= Instrucciones a seguir =
Seleccione y copie cada línea del material que contenga la palabra "snow". Se distingue entre mayúsculas y minúsculas.

= Filas almacenadas =
──────
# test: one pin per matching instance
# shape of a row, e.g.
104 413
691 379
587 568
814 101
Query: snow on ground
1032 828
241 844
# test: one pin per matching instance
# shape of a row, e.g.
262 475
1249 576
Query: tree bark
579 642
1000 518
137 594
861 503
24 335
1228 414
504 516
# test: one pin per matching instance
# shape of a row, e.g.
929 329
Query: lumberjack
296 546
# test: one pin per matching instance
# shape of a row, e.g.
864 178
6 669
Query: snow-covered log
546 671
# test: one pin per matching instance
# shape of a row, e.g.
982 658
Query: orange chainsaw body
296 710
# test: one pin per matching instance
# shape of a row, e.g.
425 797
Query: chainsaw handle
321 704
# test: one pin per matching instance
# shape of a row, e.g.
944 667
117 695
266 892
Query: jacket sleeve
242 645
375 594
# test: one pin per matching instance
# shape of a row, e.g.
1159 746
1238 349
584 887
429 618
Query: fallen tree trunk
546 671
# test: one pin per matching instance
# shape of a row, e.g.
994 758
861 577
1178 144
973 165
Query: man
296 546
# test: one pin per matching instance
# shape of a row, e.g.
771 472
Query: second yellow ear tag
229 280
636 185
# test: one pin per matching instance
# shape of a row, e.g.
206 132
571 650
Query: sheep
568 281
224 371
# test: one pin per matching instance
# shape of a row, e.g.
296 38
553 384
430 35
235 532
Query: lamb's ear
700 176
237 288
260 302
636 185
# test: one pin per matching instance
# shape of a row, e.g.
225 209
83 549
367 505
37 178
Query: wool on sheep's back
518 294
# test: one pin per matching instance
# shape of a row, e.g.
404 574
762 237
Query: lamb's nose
──────
= Respuesta de tarea =
Query: snow on ground
Query: snow-covered log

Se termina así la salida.